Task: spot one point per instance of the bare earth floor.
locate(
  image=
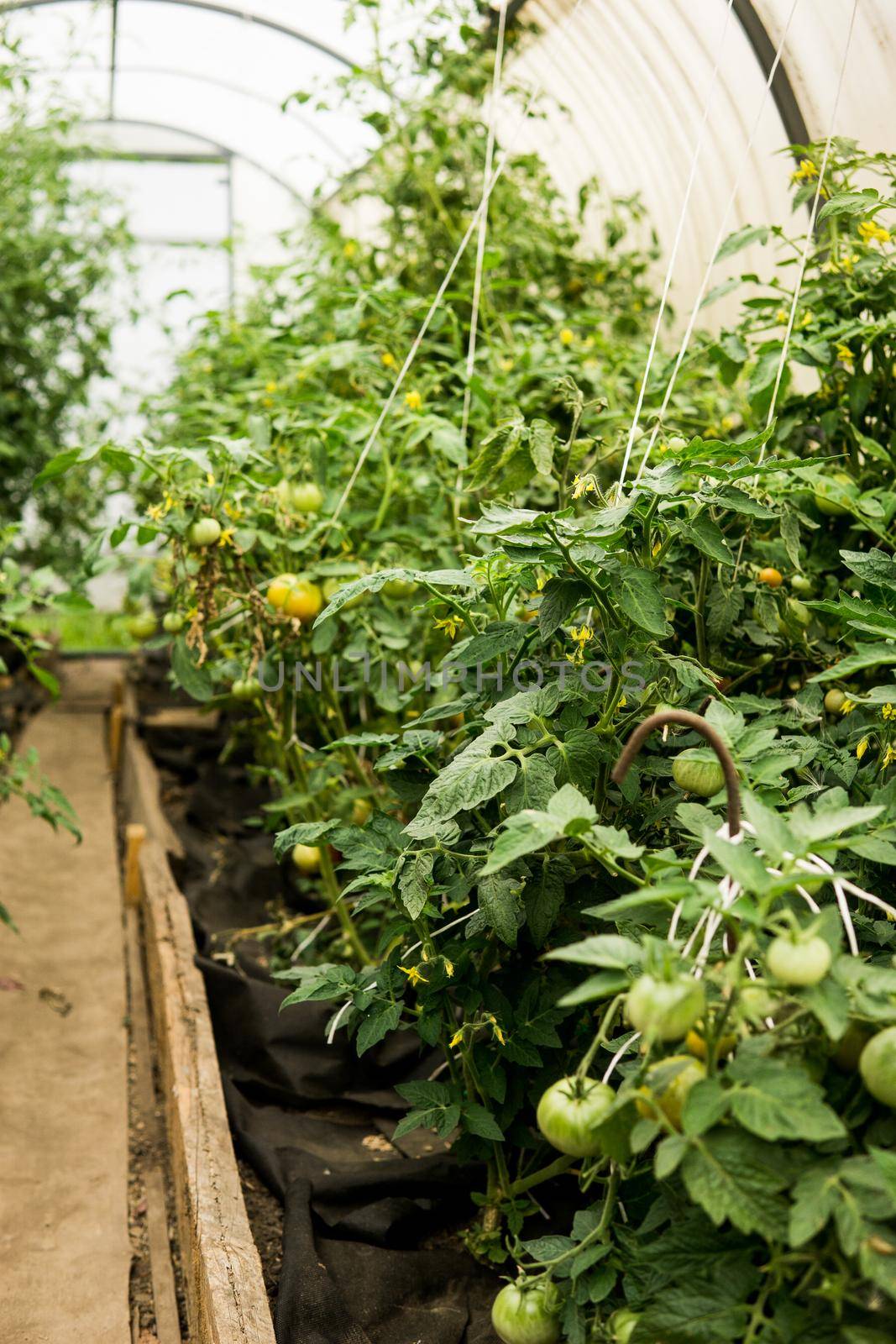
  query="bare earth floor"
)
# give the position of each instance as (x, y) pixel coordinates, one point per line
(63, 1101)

•••

Reproduce every line of the data above, requests included, but shift each pixel coordinate in the answers by adding 85 to it. Leave the pictures out.

Task: spot one point per instance of the bare earth floor.
locate(
  image=
  query="bare earth floor"
)
# give the position of each instance as (x, y) pixel coordinates, one point per line
(148, 1186)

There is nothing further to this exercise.